■ Set of tasks ■
A. Transcribe the passage of the pacemaker-cloud demo page starting at "pacemaker-cloud High Availability" and ending at "wordpress configuration recipe.".
B. Answer these questions using the pacemaker-cloud demo page:
(i) On which Fedora release is the example demonstrated?
(ii) Which component of the demo currently needs to run on bare metal?
(iii) What is the name of the shell included with pacemaker-cloud?
C. Resume the pacemaker-cloud demo page after its last sentence.

■ Page extract ■
***

Here I present a detailed example to demonstrate the following technologies on Fedora 16.
This demo was part of a FOSDEM presentation given in Feb 2012.

pacemaker-cloud High Availability for various IaaS platforms
oz automated guest image generation
libguestfs guest image manipulation
openstack-glance guest image registration & delivery
openstack-nova commands and APIs for cloud control

The example shown is to provide a highly available wordpress instance that is implemented across multiple virtual machines. Note while openstack can run within a VM, the OZ component of this demo currently needs to run on bare metal.

The main pacemaker-cloud developers are Steven Dake and Angus Salkeld, and these instructions follow Angus' initial and improved openstack and pacemaker-cloud integration instructions, and Steve's wordpress configuration recipe.

Overview

The structure of this example is depicted below, with the large dashed box representing the single host we're running in, and the icons outside representing the standard install images to be converted for use in the cloud. You can see the pacemaker-cloud daemons at the bottom of the diagram, monitoring and restarting the VMs and their services. Also included with pacemaker-cloud is a shell (pcloudsh), which orchestrates all the components, as well as providing status updates for the monitored services. Note we only need to interact with pcloudsh after the initial installation and setup.

***

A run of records
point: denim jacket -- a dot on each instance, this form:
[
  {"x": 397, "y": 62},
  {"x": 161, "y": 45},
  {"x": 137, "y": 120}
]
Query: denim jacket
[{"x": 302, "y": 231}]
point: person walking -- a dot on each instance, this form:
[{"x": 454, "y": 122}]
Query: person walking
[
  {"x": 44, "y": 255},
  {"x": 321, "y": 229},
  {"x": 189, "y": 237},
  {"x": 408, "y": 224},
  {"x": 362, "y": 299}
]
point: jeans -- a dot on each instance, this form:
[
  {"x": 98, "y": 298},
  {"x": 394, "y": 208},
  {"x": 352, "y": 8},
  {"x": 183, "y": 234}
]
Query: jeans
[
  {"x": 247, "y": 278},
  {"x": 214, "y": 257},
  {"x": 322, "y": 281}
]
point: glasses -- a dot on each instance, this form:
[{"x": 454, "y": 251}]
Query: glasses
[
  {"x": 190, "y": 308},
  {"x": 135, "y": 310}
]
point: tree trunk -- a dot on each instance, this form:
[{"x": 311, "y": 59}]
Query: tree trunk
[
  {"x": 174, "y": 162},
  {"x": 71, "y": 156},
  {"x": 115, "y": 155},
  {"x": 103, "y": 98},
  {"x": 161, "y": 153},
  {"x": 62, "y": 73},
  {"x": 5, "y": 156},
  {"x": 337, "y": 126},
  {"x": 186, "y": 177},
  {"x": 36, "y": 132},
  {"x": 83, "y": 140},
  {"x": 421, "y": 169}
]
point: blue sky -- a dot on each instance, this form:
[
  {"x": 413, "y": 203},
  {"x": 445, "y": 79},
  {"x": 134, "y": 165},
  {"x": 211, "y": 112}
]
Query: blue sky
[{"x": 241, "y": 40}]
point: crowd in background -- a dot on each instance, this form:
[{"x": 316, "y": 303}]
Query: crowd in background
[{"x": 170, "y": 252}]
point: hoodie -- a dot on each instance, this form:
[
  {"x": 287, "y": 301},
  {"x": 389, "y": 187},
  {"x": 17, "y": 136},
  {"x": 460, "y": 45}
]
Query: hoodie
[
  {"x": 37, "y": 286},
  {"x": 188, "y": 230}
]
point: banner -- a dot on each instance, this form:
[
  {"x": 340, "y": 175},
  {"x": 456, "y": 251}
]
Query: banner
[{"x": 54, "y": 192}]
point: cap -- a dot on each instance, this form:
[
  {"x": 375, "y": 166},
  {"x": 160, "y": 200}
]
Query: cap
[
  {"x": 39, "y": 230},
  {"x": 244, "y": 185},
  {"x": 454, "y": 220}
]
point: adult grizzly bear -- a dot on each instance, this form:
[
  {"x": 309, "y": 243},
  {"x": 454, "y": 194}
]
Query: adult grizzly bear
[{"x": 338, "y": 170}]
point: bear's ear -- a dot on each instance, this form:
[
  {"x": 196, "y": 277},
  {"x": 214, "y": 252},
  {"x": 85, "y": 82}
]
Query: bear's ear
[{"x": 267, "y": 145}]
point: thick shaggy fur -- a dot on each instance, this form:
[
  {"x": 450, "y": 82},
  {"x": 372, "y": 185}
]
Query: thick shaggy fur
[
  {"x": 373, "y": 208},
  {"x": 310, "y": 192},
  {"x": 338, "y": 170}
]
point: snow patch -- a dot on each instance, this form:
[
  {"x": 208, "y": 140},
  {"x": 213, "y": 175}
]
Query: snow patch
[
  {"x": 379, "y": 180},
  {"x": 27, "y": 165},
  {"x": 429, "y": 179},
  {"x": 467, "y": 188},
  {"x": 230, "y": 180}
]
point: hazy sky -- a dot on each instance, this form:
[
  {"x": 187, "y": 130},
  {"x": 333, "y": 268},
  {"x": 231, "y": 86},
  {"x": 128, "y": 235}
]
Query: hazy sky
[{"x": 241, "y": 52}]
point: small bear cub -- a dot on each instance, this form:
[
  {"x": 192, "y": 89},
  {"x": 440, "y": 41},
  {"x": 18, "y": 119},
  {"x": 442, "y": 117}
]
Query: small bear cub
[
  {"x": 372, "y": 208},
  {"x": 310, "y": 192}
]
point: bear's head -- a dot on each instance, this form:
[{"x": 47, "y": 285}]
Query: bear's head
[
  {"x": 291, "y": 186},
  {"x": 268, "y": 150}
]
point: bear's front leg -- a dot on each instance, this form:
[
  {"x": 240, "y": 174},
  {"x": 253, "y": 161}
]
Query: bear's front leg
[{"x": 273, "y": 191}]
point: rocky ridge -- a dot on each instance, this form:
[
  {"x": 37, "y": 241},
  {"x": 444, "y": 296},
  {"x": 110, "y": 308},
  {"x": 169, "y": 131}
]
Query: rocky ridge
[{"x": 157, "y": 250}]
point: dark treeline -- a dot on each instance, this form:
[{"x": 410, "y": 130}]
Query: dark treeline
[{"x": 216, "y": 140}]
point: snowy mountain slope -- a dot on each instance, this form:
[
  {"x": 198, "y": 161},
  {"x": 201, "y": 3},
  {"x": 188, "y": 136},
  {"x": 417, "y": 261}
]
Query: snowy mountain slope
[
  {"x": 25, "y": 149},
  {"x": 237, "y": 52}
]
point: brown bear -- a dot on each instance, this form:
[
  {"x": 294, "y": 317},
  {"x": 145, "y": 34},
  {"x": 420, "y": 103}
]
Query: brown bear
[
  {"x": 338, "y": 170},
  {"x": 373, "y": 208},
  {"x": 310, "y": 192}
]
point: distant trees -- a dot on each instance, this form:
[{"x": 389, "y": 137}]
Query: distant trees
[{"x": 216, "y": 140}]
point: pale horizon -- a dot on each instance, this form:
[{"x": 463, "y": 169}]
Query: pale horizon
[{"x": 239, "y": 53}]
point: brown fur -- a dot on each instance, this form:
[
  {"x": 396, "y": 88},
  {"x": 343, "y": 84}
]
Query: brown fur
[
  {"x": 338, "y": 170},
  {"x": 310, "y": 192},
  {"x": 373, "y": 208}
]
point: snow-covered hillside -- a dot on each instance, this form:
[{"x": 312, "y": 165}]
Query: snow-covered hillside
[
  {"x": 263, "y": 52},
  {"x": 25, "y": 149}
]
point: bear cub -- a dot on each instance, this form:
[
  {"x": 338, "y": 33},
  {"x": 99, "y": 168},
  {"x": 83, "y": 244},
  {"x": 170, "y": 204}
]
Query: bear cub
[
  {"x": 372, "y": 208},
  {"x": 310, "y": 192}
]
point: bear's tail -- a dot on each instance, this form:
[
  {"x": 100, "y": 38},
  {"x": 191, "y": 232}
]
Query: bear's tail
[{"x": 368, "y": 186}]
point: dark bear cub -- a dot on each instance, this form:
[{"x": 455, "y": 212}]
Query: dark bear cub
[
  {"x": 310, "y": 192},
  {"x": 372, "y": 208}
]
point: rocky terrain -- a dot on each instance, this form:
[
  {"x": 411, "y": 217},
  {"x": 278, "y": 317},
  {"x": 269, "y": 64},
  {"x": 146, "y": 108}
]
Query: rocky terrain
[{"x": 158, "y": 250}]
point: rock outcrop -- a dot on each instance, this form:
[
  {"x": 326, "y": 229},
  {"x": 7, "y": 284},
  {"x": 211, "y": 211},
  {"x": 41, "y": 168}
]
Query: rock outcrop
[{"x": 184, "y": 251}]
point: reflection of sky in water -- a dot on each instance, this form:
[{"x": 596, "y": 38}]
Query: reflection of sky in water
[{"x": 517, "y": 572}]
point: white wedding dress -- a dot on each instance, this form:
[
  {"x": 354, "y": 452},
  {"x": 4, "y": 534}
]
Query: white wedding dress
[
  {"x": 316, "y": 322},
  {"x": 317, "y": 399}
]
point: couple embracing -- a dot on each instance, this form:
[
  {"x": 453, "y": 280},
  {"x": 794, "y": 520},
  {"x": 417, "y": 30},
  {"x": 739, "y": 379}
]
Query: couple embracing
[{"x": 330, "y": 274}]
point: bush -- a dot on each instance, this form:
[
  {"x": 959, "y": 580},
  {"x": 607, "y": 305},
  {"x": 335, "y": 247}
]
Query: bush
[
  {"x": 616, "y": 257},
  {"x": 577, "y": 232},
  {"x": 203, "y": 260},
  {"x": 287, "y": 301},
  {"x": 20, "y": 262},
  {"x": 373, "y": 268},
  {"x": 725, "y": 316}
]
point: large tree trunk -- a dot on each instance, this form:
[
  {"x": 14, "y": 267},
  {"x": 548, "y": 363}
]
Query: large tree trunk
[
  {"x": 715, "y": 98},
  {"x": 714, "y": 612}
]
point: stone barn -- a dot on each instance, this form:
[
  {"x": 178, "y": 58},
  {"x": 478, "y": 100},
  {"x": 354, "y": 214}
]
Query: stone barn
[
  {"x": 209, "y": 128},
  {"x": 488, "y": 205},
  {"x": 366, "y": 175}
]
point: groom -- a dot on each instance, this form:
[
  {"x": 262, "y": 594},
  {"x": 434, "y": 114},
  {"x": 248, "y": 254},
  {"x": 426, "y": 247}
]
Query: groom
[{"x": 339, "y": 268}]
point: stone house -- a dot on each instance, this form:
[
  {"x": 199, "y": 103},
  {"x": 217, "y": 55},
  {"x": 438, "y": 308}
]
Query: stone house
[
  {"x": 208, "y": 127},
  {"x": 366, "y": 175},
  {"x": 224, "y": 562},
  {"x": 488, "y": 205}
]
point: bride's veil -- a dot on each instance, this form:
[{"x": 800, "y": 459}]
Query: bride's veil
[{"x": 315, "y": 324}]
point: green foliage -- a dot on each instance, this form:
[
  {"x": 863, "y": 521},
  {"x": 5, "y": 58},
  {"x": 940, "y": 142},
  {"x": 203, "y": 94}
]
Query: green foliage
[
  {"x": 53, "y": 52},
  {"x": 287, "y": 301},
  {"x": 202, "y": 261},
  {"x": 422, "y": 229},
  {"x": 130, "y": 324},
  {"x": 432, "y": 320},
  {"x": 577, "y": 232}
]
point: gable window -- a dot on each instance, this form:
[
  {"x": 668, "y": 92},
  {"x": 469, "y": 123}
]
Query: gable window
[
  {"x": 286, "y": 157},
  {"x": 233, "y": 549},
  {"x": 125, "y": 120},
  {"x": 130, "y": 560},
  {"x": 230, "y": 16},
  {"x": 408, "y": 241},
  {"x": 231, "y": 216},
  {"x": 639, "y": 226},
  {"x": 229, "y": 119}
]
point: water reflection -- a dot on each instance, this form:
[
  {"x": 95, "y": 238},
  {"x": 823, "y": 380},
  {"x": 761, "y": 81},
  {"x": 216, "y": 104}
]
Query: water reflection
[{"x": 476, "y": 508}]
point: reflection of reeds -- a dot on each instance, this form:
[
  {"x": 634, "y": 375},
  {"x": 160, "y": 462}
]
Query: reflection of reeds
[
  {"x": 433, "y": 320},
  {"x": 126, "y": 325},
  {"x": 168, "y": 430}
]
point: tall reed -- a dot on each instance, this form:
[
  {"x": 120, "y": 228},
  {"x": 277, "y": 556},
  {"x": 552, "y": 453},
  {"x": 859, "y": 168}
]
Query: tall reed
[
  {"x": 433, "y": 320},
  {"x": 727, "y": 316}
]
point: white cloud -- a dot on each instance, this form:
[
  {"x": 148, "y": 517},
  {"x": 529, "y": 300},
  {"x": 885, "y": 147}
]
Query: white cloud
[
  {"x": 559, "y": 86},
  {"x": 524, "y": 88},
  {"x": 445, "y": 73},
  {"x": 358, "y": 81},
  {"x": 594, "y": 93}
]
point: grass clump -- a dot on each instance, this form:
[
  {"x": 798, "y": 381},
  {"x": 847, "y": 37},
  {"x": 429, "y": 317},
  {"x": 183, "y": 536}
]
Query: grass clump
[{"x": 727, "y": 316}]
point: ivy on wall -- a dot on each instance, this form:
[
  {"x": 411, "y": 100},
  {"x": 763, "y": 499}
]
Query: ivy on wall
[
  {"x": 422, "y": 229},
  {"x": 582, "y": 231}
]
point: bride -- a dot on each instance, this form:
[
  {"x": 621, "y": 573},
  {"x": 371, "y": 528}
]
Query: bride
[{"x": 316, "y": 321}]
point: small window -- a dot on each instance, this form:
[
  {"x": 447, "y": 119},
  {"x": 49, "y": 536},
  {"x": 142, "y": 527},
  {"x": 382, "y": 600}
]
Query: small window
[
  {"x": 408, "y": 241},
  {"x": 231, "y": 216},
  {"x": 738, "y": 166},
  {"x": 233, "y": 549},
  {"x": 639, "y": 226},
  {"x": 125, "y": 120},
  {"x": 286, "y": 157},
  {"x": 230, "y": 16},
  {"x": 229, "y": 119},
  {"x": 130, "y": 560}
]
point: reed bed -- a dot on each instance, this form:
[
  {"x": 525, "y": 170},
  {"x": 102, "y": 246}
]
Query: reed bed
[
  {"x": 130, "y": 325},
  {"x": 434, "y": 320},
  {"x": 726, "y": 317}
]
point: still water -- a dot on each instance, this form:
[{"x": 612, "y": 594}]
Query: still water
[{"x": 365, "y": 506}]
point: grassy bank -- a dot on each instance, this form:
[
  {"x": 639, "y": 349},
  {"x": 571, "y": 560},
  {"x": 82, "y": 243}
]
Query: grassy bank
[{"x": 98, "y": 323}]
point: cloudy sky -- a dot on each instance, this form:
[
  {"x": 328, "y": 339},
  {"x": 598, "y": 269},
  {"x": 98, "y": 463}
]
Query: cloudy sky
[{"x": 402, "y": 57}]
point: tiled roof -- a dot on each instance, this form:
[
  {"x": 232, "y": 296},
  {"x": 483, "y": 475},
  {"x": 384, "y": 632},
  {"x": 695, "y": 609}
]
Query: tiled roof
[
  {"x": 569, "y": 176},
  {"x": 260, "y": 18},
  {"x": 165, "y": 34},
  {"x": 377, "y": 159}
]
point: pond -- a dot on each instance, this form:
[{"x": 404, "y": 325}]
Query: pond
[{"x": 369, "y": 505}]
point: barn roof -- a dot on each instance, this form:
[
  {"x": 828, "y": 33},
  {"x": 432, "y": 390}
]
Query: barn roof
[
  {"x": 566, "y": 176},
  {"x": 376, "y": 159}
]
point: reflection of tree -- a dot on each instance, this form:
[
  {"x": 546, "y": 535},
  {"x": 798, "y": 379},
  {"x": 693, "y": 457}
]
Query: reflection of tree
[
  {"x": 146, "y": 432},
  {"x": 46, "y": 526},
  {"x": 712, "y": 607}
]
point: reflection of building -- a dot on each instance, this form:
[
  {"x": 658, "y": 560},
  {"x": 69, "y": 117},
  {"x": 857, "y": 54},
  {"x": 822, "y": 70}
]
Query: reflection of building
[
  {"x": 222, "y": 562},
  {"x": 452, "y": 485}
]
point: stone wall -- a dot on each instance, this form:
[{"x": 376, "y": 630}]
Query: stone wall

***

■ Outputs for the tasks ■
A.
pacemaker-cloud High Availability for various IaaS platforms
oz automated guest image generation
libguestfs guest image manipulation
openstack-glance guest image registration & delivery
openstack-nova commands and APIs for cloud control

The example shown is to provide a highly available wordpress instance that is implemented across multiple virtual machines. Note while openstack can run within a VM, the OZ component of this demo currently needs to run on bare metal.

The main pacemaker-cloud developers are Steven Dake and Angus Salkeld, and these instructions follow Angus' initial and improved openstack and pacemaker-cloud integration instructions, and Steve's wordpress configuration recipe.

B.
(i) Fedora 16
(ii) OZ
(iii) pcloudsh

C.
Installation and Setup

Install openstack

From the Fedora 16 openstack test day:
  1. Install the openstack packages
  2. run the new openstack-nova-db-setup helper script, added since the test day
  3. run chkconfig mysqld on to enable mysqld on reboot (should probably be part of helper script)
  4. Start openstack glance
  5. Start openstack nova. Note vgcreate in this step needs to be repeated at host boot, if you want to make openstack volumes available
  6. Create an openstack user and network. Note the "network create" command in this step needs to be adjusted to include the "--bridge_interface" parameter, specifying a physical interface on your host, that is up

Install OZ

host=repos.fedorapeople.org
file=oz-0.8.0-1.fc15.noarch.rpm
yum install http://$host/repos/aeolus/oz/0.8.0/packages/fedora-15/x86_64/$file

Get the VM base image

We're using the 3.5G Fedora 16 DVD in this example.
(cd /var/lib/libvirt/images/ && {
  host=download.fedoraproject.org
  file=Fedora-16-x86_64-DVD.iso
  wget http://$host/pub/fedora/linux/releases/16/Fedora/x86_64/iso/$file
})

Build and install latest pacemaker-cloud

git clone git://github.com/pacemaker-cloud/pacemaker-cloud.git
cd pacemaker-cloud
git checkout v0.6.0 # until F16 gets libqb >= 0.9.1
# use yum install command for Fedora 15 from README
./autogen.sh
./configure && make
yum install rpm-build
make rpm
yum install $(arch)/*

Disable the qpid AMQP server

openstack uses rabbitmq, while pacemaker cloud uses qpid. Now pacemaker cloud starts its own broker (on port 49000), so disable this conflicting default broker. Note openstack is getting support for qpid soon.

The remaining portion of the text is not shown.